:: WORK TO BE COMPLETED ::
Once you have read the entries, copy all of them exactly.

Stored data entries:
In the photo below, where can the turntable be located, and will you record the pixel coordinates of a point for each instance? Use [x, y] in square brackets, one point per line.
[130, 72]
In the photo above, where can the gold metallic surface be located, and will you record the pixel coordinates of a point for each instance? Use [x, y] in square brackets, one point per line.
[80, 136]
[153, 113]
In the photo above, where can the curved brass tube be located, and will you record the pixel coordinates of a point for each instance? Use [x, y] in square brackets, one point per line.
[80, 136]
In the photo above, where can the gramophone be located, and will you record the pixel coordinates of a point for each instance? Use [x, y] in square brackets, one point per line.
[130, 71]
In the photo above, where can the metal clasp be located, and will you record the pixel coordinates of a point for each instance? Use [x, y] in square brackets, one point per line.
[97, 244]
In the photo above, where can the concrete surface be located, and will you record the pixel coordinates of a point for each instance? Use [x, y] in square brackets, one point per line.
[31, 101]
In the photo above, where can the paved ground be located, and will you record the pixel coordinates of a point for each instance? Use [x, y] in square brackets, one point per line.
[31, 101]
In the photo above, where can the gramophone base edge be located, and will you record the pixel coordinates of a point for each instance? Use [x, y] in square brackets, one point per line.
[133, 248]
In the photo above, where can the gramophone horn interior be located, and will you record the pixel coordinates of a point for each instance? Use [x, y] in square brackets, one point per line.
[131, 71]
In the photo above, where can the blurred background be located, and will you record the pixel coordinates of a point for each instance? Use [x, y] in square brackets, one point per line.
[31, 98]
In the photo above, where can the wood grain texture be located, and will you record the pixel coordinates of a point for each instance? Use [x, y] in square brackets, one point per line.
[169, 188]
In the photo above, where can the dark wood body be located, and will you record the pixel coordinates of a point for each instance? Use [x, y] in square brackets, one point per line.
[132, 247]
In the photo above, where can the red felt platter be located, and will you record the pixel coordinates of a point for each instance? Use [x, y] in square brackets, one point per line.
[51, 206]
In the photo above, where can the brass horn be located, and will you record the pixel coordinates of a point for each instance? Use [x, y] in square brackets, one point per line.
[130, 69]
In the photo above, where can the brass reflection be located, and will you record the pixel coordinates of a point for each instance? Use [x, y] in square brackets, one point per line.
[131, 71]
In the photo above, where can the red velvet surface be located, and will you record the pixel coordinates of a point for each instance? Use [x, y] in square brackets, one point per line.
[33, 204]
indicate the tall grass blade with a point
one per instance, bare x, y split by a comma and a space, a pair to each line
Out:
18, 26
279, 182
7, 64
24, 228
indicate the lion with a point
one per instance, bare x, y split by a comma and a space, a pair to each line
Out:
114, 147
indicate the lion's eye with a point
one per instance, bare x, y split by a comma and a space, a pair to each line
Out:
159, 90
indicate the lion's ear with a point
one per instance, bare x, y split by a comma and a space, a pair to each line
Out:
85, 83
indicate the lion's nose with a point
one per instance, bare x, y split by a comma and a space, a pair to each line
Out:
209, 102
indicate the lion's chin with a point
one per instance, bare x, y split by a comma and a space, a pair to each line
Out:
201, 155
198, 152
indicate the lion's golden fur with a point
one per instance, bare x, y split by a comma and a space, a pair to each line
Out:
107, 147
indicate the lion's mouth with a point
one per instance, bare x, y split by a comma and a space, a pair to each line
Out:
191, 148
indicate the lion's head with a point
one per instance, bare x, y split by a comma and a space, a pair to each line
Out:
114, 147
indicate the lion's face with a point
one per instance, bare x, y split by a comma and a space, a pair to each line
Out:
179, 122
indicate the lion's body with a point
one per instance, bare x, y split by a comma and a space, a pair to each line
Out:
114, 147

:: TASK RESPONSE ::
In the photo below, where can the turntable be located, and will you record the pixel coordinates of a point for each instance? Use [x, y] in square brackets, one point per line.
[130, 72]
In the photo above, where can the gold metallic surface be located, and will you record the pixel coordinates of a point for each instance? Use [x, y] in square brackets, one point per line.
[80, 136]
[153, 113]
In the photo above, where can the curved brass tube be located, and will you record the pixel coordinates of a point for each instance? Use [x, y] in square brackets, one point per line.
[80, 136]
In the photo above, where can the gramophone be located, and will you record the pixel coordinates of a point for each instance? Use [x, y] in square brackets, one point per line.
[130, 71]
In the photo above, where can the metal clasp be located, and will you record the pixel coordinates of a point for each instance? Use [x, y] in square brackets, one point per line.
[97, 244]
In the photo above, where can the concrete surface be located, and will you record the pixel coordinates of a point for each instance? Use [x, y] in square brackets, one point per line.
[31, 101]
In the photo above, where can the paved ground be located, and will you record the pixel coordinates of a point for each instance? Use [x, y] in square brackets, one point per line.
[31, 101]
In the photo above, where can the gramophone base edge be located, and will you record the pixel coordinates of a point for each instance? Use [x, y] in square brackets, one point per line.
[133, 248]
In the photo above, where can the gramophone horn interior be located, and will you record the pixel coordinates of a point for each instance? Use [x, y] in square brackets, one point per line.
[131, 71]
In the photo above, where can the blurred background be located, and will you record the pixel coordinates of a point for each instance? Use [x, y] in square brackets, one point per line.
[31, 98]
In the photo above, where can the wood grain texture be located, and will you record the pixel coordinates of a point for each instance? Use [x, y] in square brackets, one point per line.
[169, 188]
In the photo above, where can the dark wood body be located, and will you record the pixel coordinates of a point for each instance? Use [x, y] in square brackets, one point per line.
[132, 247]
In the photo above, where can the red felt platter be located, and will you record the pixel coordinates of a point for each instance? Use [x, y] in square brackets, one point per line.
[51, 206]
In the photo above, where can the brass horn be located, and will you record the pixel coordinates of a point for each instance? Use [x, y] in square brackets, one point per line.
[130, 69]
In the photo above, where can the brass reflection be located, and will you record the pixel coordinates of a point for each instance? Use [x, y] in square brackets, one point per line.
[131, 71]
In the photo above, where can the red velvet surface be located, and will you record the pixel coordinates of a point for each instance? Use [x, y] in square brackets, one point per line.
[33, 204]
indicate the tall grass blade with a point
one per instance, bare x, y split by a comma and a space, a pair to each line
Out:
18, 26
279, 182
7, 64
24, 228
indicate the lion with a point
one per instance, bare x, y split by a comma and a space, a pair to each line
Out:
114, 147
indicate the lion's eye with a point
one per instance, bare x, y split by a comma and a space, a pair to each line
Out:
159, 90
indicate the lion's ear with a point
one per instance, bare x, y split by a comma and a space, a pair to each line
Out:
85, 83
indicate the lion's nose with a point
one per instance, bare x, y split by a comma and a space, a pair to each line
Out:
209, 102
indicate the lion's chin with a point
one per instance, bare x, y split by a comma and a space, a pair to each line
Out:
201, 155
198, 152
indicate the lion's golden fur with a point
one per instance, bare x, y split by a comma and a space, a pair to each line
Out:
107, 147
indicate the lion's mouth with a point
one per instance, bare x, y split by a comma and a space, a pair to each line
Out:
191, 148
indicate the lion's head with a point
one per instance, bare x, y split by a comma and a space, a pair to each line
Out:
114, 147
indicate the lion's face with a point
one per instance, bare x, y split by a comma and a space, a pair to each line
Out:
179, 122
indicate the lion's body with a point
one per instance, bare x, y split by a comma and a space, a pair to each line
Out:
114, 147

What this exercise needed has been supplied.